Exercise prompt:
Return the lines below word for word, leaving out the pictures.
■ ■ ■ ■
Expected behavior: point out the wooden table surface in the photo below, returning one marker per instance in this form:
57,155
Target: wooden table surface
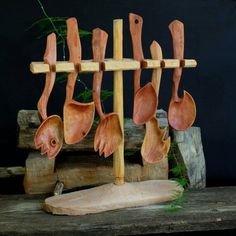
203,210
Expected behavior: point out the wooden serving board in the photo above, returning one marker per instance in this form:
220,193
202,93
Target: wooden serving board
111,197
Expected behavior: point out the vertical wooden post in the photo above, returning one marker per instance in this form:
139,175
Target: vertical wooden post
118,156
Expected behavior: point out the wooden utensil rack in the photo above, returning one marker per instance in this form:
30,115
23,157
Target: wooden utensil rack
117,64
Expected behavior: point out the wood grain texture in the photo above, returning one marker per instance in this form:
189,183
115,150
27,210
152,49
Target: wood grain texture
203,210
29,120
118,101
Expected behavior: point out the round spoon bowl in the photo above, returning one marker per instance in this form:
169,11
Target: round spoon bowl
49,136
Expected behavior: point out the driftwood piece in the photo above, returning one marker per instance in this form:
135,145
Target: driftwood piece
111,197
6,172
203,210
28,122
82,170
190,153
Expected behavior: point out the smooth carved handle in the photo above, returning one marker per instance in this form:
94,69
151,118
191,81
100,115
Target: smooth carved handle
136,24
50,57
74,46
156,53
177,32
99,43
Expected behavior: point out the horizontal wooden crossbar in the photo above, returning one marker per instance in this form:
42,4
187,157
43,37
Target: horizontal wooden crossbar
112,65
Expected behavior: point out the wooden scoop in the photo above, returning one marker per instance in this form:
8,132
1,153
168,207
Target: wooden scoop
182,111
78,117
145,98
108,134
49,136
154,147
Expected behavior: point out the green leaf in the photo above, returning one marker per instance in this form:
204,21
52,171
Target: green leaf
105,94
177,170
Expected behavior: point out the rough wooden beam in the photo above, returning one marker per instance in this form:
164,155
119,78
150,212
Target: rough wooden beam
112,65
28,122
210,209
6,172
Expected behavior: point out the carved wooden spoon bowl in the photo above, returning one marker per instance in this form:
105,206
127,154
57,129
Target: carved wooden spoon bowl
145,98
182,111
49,136
108,134
154,147
78,117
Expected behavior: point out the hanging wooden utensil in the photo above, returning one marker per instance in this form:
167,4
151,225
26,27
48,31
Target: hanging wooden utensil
154,147
108,134
49,136
145,98
78,117
182,111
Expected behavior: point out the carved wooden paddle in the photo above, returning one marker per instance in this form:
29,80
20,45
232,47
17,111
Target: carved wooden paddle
145,98
78,117
154,147
49,136
108,134
182,111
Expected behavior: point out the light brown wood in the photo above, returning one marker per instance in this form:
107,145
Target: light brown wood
110,197
145,99
188,63
89,66
112,65
49,135
118,106
182,110
108,134
155,147
78,170
120,64
170,63
64,66
78,117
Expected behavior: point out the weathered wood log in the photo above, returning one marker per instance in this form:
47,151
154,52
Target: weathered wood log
82,170
28,122
6,172
190,153
111,197
203,210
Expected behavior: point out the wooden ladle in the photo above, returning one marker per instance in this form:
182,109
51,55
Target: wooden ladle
49,135
78,117
108,134
182,111
145,98
154,147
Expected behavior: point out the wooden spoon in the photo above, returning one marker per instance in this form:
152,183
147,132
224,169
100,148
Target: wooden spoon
154,147
49,136
145,98
108,134
78,117
182,111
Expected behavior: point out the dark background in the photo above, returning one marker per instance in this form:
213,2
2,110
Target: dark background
210,35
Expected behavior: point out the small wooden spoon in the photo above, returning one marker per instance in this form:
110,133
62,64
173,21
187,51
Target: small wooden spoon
78,117
182,111
145,98
108,134
49,136
154,147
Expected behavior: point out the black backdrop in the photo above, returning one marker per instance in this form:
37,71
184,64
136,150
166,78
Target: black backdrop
210,35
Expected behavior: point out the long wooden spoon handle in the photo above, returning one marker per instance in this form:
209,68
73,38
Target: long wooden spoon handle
136,24
99,43
74,46
177,31
50,57
156,53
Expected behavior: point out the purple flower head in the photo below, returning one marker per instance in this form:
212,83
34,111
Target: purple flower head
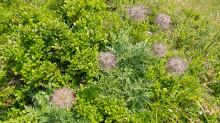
■ ■ ■ ■
The reply:
Expected behavior: point out the wooden table surface in the photo below, returning one marker per instance in this form:
57,155
Target: wooden table surface
203,210
Expected behavior: point out the wooden serving board in the photo above, returning one marker per instance in this form:
220,193
202,93
Target: wooden serving board
111,197
Expected behavior: point out the vertical wooden post in the photo above, returning one marker per instance in this form:
139,175
Target: vertical wooden post
118,156
Expected behavior: point out the wooden utensil rack in the photo above, returning one marker per instance in this form:
30,115
23,157
Target: wooden utensil rack
117,64
Expected behavior: point out the wood grain texture in the photo above, returning one marker per instance in this form:
189,183
115,150
27,210
152,49
Target: wood grain texture
203,210
29,120
118,101
Expected behavior: point out the round spoon bowl in the photo above, returning one marker per instance in this form:
169,11
Target: round spoon bowl
49,136
Expected behavior: point out the driftwood piece in the photo above, returning one marker per instance in this form:
135,145
Target: driftwood piece
111,197
6,172
203,210
28,122
82,170
190,153
Expected behavior: point out the smooth carved handle in the photo above, returning one marker per instance in this form:
94,69
151,118
191,81
100,115
Target: smooth carved handle
136,24
50,57
74,46
156,53
177,32
99,43
Expected behavior: point out the horizontal wooden crossbar in the photo above, returning one marker per instance in this form:
42,4
187,157
43,37
Target: horizontal wooden crossbar
112,65
Expected behavior: point out the wooden scoop in the photo above, returning one marker per instance in this form:
8,132
1,153
168,207
Target: wooden scoop
182,111
78,117
145,98
108,134
49,136
154,147
Expected behavior: point out the green leaf in the photo above, returning one marker per instance in this form:
204,21
52,171
Target: green leaf
105,94
177,170
Expected behavior: point out the rough wooden beam in the photo above, returning one marker per instance in this form:
164,155
119,78
150,212
Target: rough wooden beam
112,65
28,122
210,209
6,172
Expected behavior: point out the carved wooden spoon bowl in the photo above, returning one marker per instance in this form:
105,206
127,154
57,129
Target: carved wooden spoon bowl
145,98
182,111
49,136
108,134
154,147
78,117
Expected behavior: point out the hanging wooden utensil in the photo above, returning one marker per instance in this form:
167,4
151,225
26,27
48,31
Target: hanging wooden utensil
154,147
108,134
49,136
145,98
78,117
182,111
Expected behavior: point out the carved wooden paddle in the photo above, returning one marker per instance in this form:
29,80
20,45
232,47
17,111
Target: carved wooden paddle
145,98
78,117
154,147
49,136
108,134
182,111
Expected behavior: point out the light brown wood in the photo above, returning one marker per instance in this form:
107,145
Target: light brown wood
110,197
145,99
188,63
89,66
112,65
49,135
118,106
182,110
108,134
155,147
78,170
120,64
170,63
64,66
78,117
Expected behavior: point out the weathered wood log in the photo above, returning one marker per instance in this form:
47,151
154,52
Target: weathered wood log
82,170
28,122
6,172
190,153
111,197
203,210
Expected behavior: point out the wooden ladle in the photo above, returning one marker per instance in this form:
182,109
51,55
Target: wooden ladle
49,135
78,117
108,134
182,111
145,98
154,147
Expected behavior: point out the wooden spoon in the photo above, returning one marker per instance in this form:
152,183
147,132
224,169
100,148
Target: wooden spoon
154,147
49,136
145,98
108,134
78,117
182,111
Expected behavior: point out the dark background in the photo above, returning one marker per instance in this form:
213,2
2,110
Target: dark background
210,35
Expected behavior: point out the small wooden spoon in the photo above, returning one marker per instance in this form:
110,133
62,64
173,21
187,51
Target: small wooden spoon
78,117
182,111
145,98
108,134
49,136
154,147
Expected behavior: point out the black backdrop in the photo above, returning one marker per instance in this form:
37,71
184,64
136,150
166,78
Target: black backdrop
210,35
Expected behavior: point out the long wooden spoon handle in the photo above, returning one marker per instance in this form:
209,68
73,38
Target: long wooden spoon handle
136,24
99,43
74,46
177,31
50,57
156,53
Expected behavior: point out the purple flower head in the photo below, returning one marker per instance in this form:
212,83
34,111
Target: purple flower head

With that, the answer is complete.